**Source document:**
The onslaught of multiple hurricanes, multiple earthquakes, slaughter of Rohingya, monsoon flooding killing thousands in South Asia, massive U.S. wild fires, shootings at the Freeman school and a Tennessee church, terrorism on the London metro, nonviolent protest during the national anthem, the PBS reminder of the Vietnam war and talk of redistributing more wealth to the most wealthy via tax code changes...

Will all that silence and disempower us?

Amid these mind-numbing traumas, two world leaders engage in verbal warfare, threatening everyone with apocalyptic devastation, as if nature hasn’t done that in the Caribbean, Mexico, South Asia, Texas and Florida.  We don’t need more trauma.

Hurricane Harvey destruction and response disappeared as Irma cut a swath through the Caribbean and Florida, followed by Hurricane Maria.

In Puerto Rico, power is out. Generators are coming.  Roads are blocked.  Chain saws are buzzing.  Houses are demolished.  Shelters are open.  Neighbors who never spoke are sharing what they have. One is using a car battery to charge cell phones so people can call family. Trucks are filled with supplies, but need drivers.

We hear of scores killed by hurricanes, hundreds by earthquakes and have barely registered the 1,200 lost in floods in India, Nepal and Bangladesh after the worst monsoon floods in years.

**Dataset content:**
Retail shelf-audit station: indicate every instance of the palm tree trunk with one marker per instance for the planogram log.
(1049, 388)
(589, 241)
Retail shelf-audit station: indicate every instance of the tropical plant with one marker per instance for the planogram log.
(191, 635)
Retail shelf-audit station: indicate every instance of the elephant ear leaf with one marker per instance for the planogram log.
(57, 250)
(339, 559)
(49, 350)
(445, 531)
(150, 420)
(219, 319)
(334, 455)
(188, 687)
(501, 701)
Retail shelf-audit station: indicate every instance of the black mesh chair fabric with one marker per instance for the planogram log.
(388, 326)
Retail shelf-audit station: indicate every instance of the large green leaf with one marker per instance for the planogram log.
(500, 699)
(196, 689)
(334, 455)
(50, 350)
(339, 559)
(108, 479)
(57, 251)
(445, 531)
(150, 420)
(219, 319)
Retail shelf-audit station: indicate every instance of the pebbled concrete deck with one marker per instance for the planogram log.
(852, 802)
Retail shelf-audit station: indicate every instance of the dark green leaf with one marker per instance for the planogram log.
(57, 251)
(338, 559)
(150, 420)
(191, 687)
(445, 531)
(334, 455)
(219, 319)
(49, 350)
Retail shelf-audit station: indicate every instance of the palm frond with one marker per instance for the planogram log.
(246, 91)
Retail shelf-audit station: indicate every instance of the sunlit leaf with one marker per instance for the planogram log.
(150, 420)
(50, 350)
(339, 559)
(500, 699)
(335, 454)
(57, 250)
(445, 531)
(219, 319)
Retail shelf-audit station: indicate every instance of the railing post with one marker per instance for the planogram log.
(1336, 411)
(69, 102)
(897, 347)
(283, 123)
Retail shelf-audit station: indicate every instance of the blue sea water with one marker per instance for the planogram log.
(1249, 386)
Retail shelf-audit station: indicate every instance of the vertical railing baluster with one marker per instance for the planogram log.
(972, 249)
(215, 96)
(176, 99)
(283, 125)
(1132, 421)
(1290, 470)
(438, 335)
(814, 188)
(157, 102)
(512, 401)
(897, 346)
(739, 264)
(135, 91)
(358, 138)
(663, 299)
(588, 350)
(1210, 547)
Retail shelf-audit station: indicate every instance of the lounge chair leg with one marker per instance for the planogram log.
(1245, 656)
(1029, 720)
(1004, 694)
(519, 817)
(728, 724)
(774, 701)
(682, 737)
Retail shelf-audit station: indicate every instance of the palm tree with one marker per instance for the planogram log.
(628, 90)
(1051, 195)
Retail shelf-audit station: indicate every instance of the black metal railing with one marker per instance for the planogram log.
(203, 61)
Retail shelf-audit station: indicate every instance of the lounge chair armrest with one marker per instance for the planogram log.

**Exercise instructions:**
(a) Please copy the passage on recent disasters word for word, from "The onslaught of" to "need more trauma.".
(b) In the passage on recent disasters, what is one neighbor in Puerto Rico using to charge cell phones?

**Outputs in order:**
(a)
The onslaught of multiple hurricanes, multiple earthquakes, slaughter of Rohingya, monsoon flooding killing thousands in South Asia, massive U.S. wild fires, shootings at the Freeman school and a Tennessee church, terrorism on the London metro, nonviolent protest during the national anthem, the PBS reminder of the Vietnam war and talk of redistributing more wealth to the most wealthy via tax code changes...

Will all that silence and disempower us?

Amid these mind-numbing traumas, two world leaders engage in verbal warfare, threatening everyone with apocalyptic devastation, as if nature hasn’t done that in the Caribbean, Mexico, South Asia, Texas and Florida.  We don’t need more trauma.

(b) A car battery.